Phenomena that are useful for this include:
  • Total solar eclipses: very useful, because they're only total in a restricted area (a long curved line across the Earth) and are rare and very spectacular.
  • Lunar eclipses: visible over a large part of the planet, much more common, and less spectacular.
  • Spectacular comets: Not predictable, so only useful if they were recorded elsewhere on the planet. Long-lasting (weeks or months) and visible over much of the planet. Fairly rare.
  • Planetary conjunctions: Several planets gather in a small area of sky. Like spectacular comets for our purposes, but predictable. Unspectacular, so only of interest to astronomers and astrologers. Fairly rare.
  • Supernovas: extremely rare, spectacular, and unpredictable.

Well, stars move extremely slowly across the sky. The movement was first proven to happen in 1718 by Halley. Their movement is not periodic, and while it's predictable, the motions are so small that they aren't considered in traditional magic: I think Lovecraft coined the phrase "The Stars Are Right" and its actual meaning is not obvious. Given the timescales of his history, it's possible he meant particular positions being reached via proper motion, since the timescale for that is only hundreds of thousands of years for the visible stars to be in quite different positions.
Well, numerous magical traditions rely on specific magical dates and planetary conjunctions are also a widespread conceit of esoteric traditions.

———

■ REQUIRED TASKS:
• a. Return the portion of the passage on celestial events starting at "Well, stars move" and ending at "quite different positions.".
• b. Translate this sentence from the passage on celestial events into Spanish: "The movement was first proven to happen in 1718 by Halley."
The rows that follow come from a different source than the passage on celestial events.

■ LISTED ENTRIES:
———

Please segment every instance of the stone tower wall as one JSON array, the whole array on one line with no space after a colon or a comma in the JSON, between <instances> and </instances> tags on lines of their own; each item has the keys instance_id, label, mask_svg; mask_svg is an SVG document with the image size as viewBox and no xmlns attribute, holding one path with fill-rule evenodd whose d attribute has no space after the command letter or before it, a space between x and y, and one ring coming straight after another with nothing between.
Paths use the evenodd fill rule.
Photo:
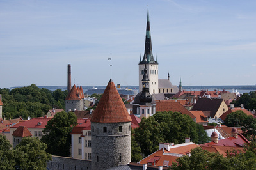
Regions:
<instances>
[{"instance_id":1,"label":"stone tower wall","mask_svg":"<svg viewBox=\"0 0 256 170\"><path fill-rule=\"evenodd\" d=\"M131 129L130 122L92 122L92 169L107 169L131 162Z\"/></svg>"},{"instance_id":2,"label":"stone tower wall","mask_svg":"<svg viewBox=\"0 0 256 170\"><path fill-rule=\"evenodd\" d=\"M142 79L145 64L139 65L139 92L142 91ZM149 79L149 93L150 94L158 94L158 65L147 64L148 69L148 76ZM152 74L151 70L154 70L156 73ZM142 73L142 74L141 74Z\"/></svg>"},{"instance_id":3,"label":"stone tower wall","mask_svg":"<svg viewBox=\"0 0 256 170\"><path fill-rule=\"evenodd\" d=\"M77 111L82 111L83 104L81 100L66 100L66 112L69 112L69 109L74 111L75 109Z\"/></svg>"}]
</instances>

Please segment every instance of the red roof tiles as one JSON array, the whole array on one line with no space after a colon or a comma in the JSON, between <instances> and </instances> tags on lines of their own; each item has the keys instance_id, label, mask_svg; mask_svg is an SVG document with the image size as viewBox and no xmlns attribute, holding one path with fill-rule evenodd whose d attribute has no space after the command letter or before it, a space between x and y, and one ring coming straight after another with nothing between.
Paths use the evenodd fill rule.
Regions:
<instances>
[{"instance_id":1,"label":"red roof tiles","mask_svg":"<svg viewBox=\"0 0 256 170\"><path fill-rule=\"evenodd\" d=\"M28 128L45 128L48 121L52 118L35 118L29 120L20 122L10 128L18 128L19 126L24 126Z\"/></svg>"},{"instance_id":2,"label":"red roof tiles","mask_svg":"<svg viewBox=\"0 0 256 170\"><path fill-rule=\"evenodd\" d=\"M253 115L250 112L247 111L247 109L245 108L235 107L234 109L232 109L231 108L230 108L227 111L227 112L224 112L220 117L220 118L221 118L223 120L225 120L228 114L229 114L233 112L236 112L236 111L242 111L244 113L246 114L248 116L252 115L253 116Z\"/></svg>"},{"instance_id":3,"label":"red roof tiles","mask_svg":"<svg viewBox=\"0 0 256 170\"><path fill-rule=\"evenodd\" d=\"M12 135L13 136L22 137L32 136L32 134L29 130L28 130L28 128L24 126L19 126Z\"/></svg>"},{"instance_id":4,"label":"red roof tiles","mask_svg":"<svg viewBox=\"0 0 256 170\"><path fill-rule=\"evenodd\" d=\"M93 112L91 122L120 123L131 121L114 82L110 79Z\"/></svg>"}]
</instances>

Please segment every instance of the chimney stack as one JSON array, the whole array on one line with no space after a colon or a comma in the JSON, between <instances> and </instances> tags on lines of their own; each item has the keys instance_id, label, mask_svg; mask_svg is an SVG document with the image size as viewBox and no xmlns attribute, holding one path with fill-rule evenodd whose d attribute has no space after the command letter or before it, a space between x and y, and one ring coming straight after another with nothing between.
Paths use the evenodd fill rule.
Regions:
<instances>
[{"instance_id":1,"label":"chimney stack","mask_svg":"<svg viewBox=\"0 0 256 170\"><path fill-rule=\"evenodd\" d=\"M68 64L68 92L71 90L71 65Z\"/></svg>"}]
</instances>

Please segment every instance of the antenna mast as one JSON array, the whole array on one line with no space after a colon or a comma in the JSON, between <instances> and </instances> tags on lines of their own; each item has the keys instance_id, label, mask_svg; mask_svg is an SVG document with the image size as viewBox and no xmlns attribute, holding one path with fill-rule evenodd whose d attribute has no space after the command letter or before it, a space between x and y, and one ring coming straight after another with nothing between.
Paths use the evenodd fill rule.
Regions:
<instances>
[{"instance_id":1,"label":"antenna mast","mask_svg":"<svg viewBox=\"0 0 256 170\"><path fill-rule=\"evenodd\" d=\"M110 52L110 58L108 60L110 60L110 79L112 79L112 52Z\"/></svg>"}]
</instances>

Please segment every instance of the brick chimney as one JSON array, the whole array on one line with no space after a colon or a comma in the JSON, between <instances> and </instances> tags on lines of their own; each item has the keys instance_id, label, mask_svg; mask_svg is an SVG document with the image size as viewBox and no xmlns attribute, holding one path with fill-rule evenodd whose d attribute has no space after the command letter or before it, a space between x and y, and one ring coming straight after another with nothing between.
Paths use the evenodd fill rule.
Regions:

———

■ SET OF ANSWERS:
• a.
Well, stars move extremely slowly across the sky. The movement was first proven to happen in 1718 by Halley. Their movement is not periodic, and while it's predictable, the motions are so small that they aren't considered in traditional magic: I think Lovecraft coined the phrase "The Stars Are Right" and its actual meaning is not obvious. Given the timescales of his history, it's possible he meant particular positions being reached via proper motion, since the timescale for that is only hundreds of thousands of years for the visible stars to be in quite different positions.

• b. El movimiento fue demostrado por primera vez en 1718 por Halley.